Исходный текст:

А тем временем «внутренняя, своя собственная жизнь детских натур текла особым руслом, без ведома педагогического совета, совершенно для него чуждая и непонятная, вырабатывая свой жаргон, свои нравы и обычаи, свою оригинальную этику. Это своеобразное русло было тесно и точно ограничено двумя недоступными берегами: с одной стороны – всеобщим безусловным признанием прав физической силы, а с другой – также всеобщим убеждением, что начальство есть исконный враг, что все его действия предпринимаются исключительно с ехидным намерением учинить пакость, стеснить, урезать, причинить боль, холод, голод, что воспитатель с большим аппетитом ест обед, когда рядом с ним сидит воспитанник, оставленный без обеда…
И как это ни покажется странным, но "свой собственный" мальчишеский мирок был настолько прочнее и устойчивее педагогических ухищрений, что всегда брал над ними перевес» (Там же. С. 432–433).
Куприн с отвращением вспоминает пережитую порку:
«– Кадет Буланин, выйдите вперед! – приказал директор.
Он вышел. Он в маленьком масштабе испытал все, что чувствует преступник, приговоренный к смертной казни. Так же его вели, и он даже не помышлял о бегстве или о сопротивлении, так же он рассчитывал на чудо, на ангела божия с неба, также он на своем длинном пути в спальню цеплялся душой за каждую уходящую минуту, и так же он думал о том, что вот сто человек остались счастливыми, радостными, прежними мальчиками, а я один, один буду казнен.
В спальне, в чистилке, стояла скамейка, покрытая простыней. Войдя, он видел и не видел дядьку Балдея, державшего руки за спиной. Двое других дядек – Четуха и Куняев – спустили с него панталоны, сели Буланину на ноги и на голову. Он услышал затхлый запах солдатских штанов. Было ужасное чувство, самое ужасное в этом истязании ребенка, – это сознание неотвратимости, непреклонности чужой воли. Оно было в тысячу раз страшнее, чем физическая боль.
Прошло очень много лет, пока в душе Буланина не зажила эта кровавая, долго сочившая рана. Да, полно, зажила ли?» (Там же. С. 466).
Судя по тому, что писатель вспоминал этот эпизод вплоть до старости, – нет, не зажила…
Не менее жестоки отношения между учащимися. В школе существовала жесткая возрастная иерархия.
Старший ученик мог безнаказанно отбирать имущество младшего.

Что требуется: На каком основании в тексте о Куприне делается вывод, что душевная рана Буланина так и не зажила? Ответьте одним–тремя предложениями. Данные, приведенные далее, представляют собой отдельный материал.

Раздел данных:
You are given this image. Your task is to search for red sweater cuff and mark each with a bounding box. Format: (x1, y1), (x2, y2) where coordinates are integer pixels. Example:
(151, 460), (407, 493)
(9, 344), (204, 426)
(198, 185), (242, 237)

Выполненное задание: Такой вывод сделан потому, что писатель вспоминал эпизод с поркой вплоть до старости.